INFORMATION SUPPLIED.
○ ○ ○ ○

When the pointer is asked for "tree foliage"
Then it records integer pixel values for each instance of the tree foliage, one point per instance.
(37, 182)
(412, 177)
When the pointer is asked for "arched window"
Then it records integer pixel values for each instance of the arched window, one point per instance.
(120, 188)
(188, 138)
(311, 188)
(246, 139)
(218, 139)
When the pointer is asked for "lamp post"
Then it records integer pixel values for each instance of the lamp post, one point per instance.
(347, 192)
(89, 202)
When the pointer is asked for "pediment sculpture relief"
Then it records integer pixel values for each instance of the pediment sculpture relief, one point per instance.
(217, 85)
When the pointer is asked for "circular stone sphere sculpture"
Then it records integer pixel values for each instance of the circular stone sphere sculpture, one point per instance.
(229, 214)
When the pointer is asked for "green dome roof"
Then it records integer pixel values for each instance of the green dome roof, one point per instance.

○ ○ ○ ○

WHAT TO WORK ON. Copy every one of the lines above word for word, in the same order.

FINISHED EXERCISE.
When the pointer is asked for "tree foliage"
Then it records integer pixel values for each instance of the tree foliage, one point per instance.
(37, 182)
(412, 177)
When the pointer is asked for "arched window"
Then it records integer pixel values for each instance of the arched window, one point per instance.
(120, 188)
(188, 138)
(311, 188)
(246, 139)
(218, 139)
When the pointer is asked for "lamp post"
Then it records integer pixel values for each instance of the lamp post, one point per instance.
(347, 192)
(89, 202)
When the pointer is asked for "pediment sculpture relief"
Then it records integer pixel values for each instance of the pediment sculpture relief, one point per instance.
(217, 85)
When the pointer is asked for "circular stone sphere sculpture"
Then it records integer pixel values for each instance of the circular stone sphere sculpture, one point per instance.
(229, 214)
When the pointer is asked for "green dome roof"
Then it records integer pixel values for each instance of the green dome roof, one point per instance.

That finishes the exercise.